- Exercise:
How many lines of the data contain the string "pole", with case counting? Give only the number.
::: Records shown :::
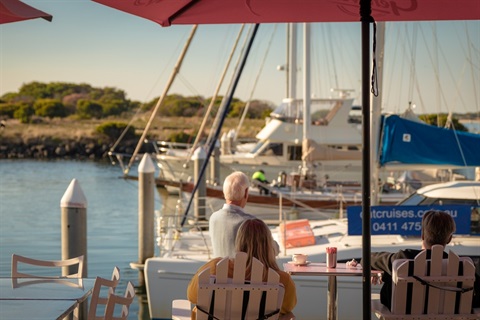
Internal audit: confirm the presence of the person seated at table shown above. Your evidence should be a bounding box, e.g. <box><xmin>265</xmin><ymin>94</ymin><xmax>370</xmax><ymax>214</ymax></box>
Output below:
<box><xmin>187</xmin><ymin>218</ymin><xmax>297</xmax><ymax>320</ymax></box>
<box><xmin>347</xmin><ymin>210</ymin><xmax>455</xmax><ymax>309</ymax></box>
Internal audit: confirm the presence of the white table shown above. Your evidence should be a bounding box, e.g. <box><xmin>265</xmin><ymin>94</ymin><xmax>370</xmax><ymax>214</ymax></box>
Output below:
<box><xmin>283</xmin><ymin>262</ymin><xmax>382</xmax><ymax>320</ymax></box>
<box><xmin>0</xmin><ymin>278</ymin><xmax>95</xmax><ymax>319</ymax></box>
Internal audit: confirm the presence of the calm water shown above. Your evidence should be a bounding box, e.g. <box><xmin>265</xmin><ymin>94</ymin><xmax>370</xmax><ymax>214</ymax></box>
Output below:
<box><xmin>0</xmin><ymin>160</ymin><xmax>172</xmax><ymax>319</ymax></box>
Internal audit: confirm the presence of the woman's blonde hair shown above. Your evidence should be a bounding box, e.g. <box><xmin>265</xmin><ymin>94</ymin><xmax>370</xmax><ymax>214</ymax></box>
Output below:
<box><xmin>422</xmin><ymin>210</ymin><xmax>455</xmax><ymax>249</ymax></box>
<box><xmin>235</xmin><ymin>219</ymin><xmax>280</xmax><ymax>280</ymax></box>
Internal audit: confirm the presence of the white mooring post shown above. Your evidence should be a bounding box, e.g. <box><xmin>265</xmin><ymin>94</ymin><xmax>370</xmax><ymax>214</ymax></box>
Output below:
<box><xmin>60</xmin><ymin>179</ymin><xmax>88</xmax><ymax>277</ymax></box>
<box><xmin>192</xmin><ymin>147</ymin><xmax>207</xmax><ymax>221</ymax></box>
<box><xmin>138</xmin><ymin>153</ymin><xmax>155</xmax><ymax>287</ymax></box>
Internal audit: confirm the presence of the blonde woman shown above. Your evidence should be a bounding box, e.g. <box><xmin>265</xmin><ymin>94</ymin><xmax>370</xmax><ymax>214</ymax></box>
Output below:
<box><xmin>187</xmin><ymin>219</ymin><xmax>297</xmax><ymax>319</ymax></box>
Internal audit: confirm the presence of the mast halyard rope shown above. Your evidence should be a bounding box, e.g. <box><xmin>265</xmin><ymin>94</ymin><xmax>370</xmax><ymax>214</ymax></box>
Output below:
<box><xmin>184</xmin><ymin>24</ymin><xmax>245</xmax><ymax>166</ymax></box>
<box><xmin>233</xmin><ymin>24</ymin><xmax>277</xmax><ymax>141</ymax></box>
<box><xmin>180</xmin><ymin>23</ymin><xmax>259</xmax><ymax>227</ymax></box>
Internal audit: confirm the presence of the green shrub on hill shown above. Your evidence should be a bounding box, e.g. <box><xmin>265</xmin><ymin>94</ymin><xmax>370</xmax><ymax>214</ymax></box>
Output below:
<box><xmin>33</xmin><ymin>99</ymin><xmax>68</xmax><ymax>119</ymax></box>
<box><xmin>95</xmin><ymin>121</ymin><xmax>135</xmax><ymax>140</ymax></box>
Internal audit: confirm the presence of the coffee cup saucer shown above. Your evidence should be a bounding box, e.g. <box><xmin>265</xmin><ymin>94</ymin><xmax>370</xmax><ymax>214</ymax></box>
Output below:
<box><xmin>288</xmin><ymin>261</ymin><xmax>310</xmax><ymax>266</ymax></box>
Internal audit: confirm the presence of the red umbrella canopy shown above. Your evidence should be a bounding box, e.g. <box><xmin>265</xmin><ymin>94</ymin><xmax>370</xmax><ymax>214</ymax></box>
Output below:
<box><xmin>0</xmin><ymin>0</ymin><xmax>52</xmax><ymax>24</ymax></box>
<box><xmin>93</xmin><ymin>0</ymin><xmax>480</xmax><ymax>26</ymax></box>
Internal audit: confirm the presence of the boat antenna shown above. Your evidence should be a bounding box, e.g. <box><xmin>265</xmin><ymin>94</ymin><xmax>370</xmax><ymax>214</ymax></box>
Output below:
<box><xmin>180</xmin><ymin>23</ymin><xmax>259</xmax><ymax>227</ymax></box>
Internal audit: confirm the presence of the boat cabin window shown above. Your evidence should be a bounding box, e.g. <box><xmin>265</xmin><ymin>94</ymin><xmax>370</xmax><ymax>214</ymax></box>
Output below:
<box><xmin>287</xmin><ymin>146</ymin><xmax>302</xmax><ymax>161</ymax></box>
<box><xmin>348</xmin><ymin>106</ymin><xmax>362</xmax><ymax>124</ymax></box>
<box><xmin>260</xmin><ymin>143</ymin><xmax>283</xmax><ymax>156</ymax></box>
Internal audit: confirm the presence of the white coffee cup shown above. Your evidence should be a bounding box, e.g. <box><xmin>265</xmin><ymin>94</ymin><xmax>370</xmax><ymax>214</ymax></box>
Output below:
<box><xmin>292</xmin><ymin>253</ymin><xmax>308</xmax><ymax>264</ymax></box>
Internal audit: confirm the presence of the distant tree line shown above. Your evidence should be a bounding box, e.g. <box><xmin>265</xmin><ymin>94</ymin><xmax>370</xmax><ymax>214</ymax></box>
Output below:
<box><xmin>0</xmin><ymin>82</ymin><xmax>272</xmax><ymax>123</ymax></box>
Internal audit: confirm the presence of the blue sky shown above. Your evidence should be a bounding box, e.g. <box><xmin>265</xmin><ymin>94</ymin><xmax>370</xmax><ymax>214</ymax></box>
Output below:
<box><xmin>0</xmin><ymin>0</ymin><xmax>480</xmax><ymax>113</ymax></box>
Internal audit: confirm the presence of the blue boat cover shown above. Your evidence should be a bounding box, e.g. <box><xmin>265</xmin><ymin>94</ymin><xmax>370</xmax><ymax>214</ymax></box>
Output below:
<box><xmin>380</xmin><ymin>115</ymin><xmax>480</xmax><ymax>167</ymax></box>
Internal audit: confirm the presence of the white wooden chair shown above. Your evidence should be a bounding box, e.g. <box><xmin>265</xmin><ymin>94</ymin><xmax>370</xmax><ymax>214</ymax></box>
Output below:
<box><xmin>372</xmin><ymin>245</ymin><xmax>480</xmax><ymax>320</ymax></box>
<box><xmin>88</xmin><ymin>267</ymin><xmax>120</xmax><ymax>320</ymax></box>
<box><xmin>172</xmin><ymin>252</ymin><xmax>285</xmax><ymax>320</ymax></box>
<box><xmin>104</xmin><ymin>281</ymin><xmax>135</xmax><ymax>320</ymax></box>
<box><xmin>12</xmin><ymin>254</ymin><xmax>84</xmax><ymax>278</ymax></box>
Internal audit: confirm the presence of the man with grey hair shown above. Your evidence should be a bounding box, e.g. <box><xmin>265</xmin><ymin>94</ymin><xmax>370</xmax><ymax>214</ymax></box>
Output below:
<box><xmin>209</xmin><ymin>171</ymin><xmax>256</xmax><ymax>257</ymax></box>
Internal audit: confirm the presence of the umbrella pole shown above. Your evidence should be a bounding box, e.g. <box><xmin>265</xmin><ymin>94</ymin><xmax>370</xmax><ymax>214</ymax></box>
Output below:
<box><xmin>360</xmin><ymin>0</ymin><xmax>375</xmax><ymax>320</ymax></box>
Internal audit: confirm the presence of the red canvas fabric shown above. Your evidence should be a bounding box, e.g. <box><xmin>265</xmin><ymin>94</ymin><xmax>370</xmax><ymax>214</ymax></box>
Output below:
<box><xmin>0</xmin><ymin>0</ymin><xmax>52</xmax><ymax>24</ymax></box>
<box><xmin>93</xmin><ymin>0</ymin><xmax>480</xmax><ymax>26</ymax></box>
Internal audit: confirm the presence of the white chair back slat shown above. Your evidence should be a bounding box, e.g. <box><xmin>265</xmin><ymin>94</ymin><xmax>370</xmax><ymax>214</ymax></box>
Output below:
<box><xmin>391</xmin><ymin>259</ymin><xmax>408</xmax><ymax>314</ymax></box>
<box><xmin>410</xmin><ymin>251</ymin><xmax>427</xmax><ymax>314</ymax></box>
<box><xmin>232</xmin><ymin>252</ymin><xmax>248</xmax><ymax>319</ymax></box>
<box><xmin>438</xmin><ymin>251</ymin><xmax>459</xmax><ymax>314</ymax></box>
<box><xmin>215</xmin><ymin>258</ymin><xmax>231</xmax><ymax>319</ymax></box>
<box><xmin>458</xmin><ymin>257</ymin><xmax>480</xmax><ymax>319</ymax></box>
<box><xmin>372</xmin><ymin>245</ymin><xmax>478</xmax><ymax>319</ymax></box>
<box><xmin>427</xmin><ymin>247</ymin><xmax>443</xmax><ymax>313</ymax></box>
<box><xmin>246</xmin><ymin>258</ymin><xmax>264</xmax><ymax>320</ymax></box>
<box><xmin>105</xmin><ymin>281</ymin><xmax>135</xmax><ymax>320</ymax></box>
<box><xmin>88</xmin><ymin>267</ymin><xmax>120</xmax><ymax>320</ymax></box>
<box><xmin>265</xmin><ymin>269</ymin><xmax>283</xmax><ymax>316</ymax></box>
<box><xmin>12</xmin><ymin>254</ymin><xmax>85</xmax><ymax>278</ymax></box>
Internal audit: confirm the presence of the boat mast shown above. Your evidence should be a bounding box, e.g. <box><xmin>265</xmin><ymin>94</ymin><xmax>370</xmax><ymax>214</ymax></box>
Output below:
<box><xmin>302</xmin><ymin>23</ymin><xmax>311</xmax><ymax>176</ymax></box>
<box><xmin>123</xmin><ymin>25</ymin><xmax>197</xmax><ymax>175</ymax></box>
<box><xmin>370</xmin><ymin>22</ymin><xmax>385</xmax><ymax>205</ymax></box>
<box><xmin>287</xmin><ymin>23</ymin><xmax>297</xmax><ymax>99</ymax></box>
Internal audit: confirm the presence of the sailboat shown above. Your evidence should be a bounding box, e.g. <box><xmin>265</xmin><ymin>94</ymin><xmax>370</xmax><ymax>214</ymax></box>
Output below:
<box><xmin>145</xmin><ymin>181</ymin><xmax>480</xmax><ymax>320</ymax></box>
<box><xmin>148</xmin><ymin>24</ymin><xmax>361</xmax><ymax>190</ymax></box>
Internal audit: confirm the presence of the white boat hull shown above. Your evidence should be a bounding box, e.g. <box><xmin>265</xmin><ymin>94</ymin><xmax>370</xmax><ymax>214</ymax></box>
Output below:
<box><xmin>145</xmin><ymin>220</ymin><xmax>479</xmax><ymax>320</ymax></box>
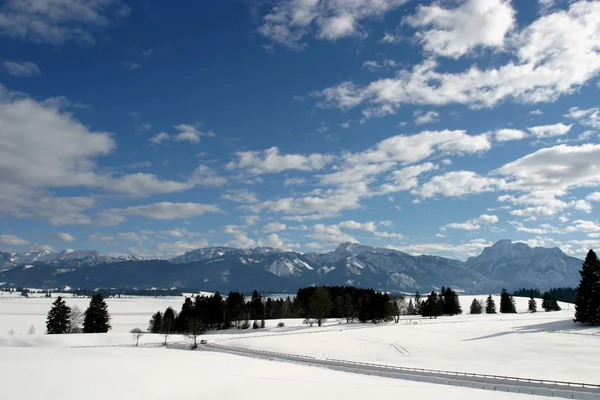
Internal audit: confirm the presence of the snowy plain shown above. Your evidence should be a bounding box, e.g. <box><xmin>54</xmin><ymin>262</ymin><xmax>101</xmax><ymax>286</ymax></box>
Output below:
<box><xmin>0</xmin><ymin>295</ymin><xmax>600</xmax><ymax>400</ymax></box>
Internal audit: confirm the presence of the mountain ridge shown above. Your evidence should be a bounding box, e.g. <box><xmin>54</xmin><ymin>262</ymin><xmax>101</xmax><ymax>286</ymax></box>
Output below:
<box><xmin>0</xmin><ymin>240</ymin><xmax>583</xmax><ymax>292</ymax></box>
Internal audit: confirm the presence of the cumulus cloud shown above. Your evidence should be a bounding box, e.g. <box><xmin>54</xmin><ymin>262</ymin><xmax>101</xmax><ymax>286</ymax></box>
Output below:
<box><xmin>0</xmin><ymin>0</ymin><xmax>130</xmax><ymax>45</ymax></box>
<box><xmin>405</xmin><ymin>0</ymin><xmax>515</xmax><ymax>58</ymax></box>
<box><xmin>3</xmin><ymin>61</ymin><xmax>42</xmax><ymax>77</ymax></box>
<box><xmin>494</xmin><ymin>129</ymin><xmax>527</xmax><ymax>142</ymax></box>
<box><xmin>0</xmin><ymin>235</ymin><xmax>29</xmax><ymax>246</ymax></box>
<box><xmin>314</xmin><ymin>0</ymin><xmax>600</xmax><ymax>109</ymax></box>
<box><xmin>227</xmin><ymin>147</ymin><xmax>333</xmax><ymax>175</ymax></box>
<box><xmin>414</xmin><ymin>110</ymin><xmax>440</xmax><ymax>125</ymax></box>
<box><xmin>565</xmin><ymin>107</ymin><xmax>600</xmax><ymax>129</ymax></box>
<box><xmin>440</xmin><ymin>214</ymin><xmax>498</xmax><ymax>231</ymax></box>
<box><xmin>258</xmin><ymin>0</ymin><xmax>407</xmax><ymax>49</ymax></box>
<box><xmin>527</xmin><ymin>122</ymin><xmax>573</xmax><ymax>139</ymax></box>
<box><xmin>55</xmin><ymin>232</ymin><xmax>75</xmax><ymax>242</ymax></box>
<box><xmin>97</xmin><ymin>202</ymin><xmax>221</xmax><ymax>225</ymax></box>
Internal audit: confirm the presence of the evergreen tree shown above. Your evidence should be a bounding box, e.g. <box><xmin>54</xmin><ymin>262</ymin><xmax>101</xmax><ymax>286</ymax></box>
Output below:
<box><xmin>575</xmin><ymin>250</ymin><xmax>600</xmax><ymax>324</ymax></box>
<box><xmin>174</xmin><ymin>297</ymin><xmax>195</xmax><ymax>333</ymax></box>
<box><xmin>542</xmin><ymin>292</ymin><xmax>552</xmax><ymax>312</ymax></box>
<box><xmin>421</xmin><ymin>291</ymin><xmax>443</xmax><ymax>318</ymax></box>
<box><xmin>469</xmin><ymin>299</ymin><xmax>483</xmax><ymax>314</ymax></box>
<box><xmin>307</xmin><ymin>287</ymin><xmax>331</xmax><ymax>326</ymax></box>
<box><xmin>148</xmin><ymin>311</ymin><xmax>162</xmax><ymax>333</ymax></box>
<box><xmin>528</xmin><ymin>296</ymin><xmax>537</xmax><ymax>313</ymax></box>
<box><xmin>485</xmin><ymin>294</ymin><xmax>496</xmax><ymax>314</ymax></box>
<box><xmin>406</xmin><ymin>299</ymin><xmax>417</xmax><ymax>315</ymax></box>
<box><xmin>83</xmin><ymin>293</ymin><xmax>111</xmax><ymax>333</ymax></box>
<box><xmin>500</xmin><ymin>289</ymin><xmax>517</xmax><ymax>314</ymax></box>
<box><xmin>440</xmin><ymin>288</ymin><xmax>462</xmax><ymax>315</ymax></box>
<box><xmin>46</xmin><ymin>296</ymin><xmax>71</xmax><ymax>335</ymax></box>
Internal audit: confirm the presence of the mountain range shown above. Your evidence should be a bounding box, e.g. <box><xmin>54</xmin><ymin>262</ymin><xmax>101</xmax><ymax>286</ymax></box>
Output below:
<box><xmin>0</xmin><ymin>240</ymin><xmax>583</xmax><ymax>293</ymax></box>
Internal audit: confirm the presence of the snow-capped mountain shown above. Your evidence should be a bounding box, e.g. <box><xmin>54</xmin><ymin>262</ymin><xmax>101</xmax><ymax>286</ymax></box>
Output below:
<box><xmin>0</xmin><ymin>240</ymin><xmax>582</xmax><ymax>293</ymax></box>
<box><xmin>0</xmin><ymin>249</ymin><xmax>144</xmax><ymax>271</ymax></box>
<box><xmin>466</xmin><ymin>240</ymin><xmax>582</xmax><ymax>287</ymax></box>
:::
- Answer for this exercise:
1